▶ _Directive_: Swap "wavy" for "curly" in the part of the records that opens with the line containing "# locate long" and closes with the end of the records, leaving everything else unchanged. Reproduce only those lines.

▶ _Dataset records_:
================
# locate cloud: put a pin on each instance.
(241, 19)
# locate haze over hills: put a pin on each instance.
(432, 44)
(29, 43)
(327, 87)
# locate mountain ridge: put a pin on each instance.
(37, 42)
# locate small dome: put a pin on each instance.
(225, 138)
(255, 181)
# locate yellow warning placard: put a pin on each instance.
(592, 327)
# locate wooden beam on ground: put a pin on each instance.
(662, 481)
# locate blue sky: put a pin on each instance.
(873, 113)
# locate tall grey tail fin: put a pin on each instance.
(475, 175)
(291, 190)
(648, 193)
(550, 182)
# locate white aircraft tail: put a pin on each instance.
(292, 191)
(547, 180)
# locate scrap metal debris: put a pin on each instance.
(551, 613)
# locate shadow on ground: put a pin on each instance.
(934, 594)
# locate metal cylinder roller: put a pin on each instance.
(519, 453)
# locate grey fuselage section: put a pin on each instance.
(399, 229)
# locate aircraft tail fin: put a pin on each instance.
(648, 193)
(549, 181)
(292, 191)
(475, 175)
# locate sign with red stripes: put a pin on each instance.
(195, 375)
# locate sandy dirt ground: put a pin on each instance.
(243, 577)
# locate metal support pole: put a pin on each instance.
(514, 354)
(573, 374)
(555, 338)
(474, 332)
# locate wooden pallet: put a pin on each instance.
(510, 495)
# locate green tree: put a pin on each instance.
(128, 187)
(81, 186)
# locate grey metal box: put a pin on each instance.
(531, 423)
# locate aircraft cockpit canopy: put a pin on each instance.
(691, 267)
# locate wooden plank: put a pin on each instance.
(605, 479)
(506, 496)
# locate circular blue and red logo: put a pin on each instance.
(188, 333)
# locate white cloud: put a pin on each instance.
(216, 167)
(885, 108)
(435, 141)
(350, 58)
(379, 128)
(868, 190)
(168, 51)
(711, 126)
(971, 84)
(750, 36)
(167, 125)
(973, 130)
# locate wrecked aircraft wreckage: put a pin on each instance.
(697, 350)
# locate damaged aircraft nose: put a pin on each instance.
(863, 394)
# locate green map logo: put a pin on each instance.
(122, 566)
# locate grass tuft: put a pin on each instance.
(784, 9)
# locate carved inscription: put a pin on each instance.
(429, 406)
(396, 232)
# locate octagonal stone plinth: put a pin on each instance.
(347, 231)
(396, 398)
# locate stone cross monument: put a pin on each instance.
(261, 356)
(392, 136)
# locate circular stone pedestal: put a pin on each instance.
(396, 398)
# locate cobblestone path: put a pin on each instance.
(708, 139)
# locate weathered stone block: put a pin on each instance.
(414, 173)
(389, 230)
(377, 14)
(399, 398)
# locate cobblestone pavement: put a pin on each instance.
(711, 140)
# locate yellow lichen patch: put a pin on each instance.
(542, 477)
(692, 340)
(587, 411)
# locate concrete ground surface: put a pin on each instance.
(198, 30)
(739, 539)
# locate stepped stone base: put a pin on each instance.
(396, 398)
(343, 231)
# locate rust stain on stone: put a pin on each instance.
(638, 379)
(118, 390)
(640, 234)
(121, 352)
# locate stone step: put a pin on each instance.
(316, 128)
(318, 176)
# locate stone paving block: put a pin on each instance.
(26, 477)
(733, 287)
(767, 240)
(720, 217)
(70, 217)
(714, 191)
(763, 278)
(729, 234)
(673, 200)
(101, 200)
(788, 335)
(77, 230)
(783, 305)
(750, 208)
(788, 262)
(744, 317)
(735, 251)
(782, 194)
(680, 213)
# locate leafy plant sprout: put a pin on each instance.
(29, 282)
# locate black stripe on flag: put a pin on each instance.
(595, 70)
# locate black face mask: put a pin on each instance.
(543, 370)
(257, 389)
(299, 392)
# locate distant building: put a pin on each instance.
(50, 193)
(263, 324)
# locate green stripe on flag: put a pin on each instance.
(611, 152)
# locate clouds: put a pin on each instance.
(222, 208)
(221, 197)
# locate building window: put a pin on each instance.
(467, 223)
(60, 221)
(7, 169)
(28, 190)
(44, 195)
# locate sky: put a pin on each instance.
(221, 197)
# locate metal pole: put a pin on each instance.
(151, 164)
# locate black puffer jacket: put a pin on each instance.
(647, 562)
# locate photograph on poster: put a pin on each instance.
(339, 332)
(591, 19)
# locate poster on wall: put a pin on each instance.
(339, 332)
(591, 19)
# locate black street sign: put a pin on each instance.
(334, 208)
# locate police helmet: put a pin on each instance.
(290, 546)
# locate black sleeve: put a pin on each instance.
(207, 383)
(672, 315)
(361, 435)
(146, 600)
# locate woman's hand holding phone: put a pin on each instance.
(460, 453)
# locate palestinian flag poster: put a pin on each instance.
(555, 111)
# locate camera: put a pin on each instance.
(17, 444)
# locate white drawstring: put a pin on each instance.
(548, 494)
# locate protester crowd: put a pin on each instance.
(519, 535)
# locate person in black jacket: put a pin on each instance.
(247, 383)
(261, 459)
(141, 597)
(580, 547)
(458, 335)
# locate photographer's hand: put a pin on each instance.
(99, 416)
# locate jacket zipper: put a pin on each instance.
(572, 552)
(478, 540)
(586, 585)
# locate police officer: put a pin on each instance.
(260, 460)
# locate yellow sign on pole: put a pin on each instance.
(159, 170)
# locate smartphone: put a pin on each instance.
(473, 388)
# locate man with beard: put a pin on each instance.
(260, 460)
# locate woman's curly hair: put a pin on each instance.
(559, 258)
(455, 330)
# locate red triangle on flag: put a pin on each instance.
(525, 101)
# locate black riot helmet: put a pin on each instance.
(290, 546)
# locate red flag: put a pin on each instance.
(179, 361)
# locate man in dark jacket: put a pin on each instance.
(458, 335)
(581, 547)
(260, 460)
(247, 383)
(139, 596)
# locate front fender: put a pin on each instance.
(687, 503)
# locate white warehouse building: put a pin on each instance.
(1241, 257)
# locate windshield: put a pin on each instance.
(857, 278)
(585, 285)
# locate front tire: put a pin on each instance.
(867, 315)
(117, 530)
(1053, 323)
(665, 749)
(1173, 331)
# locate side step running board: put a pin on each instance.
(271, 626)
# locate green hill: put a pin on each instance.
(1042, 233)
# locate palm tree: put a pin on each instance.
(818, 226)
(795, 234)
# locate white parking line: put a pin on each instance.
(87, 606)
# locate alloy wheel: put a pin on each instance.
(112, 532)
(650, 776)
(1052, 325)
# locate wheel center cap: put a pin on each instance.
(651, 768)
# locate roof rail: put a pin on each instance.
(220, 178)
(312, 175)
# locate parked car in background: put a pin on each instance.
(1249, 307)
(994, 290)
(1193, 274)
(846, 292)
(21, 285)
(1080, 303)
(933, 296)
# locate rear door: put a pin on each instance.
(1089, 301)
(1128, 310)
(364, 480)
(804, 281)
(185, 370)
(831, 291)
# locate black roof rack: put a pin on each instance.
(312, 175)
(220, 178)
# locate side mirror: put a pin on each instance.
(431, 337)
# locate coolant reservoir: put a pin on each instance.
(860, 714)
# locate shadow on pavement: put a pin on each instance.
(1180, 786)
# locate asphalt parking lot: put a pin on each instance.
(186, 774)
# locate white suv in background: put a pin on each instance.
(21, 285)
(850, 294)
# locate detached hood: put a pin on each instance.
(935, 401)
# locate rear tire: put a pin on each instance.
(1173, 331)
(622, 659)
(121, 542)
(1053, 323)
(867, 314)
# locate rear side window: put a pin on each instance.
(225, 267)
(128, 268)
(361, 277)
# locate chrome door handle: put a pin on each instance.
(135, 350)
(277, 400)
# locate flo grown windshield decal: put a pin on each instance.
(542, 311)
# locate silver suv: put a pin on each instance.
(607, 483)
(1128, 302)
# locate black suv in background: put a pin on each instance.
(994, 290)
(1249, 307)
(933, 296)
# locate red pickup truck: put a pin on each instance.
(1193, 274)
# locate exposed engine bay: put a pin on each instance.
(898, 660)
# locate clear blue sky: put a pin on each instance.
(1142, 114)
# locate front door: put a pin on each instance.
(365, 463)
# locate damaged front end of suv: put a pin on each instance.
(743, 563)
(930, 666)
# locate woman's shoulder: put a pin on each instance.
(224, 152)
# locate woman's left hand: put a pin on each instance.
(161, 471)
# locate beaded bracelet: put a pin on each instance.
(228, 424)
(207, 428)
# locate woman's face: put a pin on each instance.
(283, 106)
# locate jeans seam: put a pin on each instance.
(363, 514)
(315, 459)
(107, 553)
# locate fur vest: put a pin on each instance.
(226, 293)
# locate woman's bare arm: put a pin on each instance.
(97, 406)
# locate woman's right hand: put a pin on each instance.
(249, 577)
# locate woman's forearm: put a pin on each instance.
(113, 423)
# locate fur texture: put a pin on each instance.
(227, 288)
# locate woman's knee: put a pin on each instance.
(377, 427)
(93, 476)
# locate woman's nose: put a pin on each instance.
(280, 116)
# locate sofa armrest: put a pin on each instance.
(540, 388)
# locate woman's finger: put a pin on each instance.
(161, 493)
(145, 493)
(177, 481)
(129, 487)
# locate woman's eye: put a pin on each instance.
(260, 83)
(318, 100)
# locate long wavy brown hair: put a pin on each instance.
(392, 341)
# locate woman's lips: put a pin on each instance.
================
▶ _Exercise solution_:
# locate long curly brown hair: put a pin on each instance.
(392, 341)
# locate woman's lips: put a pin on each instance.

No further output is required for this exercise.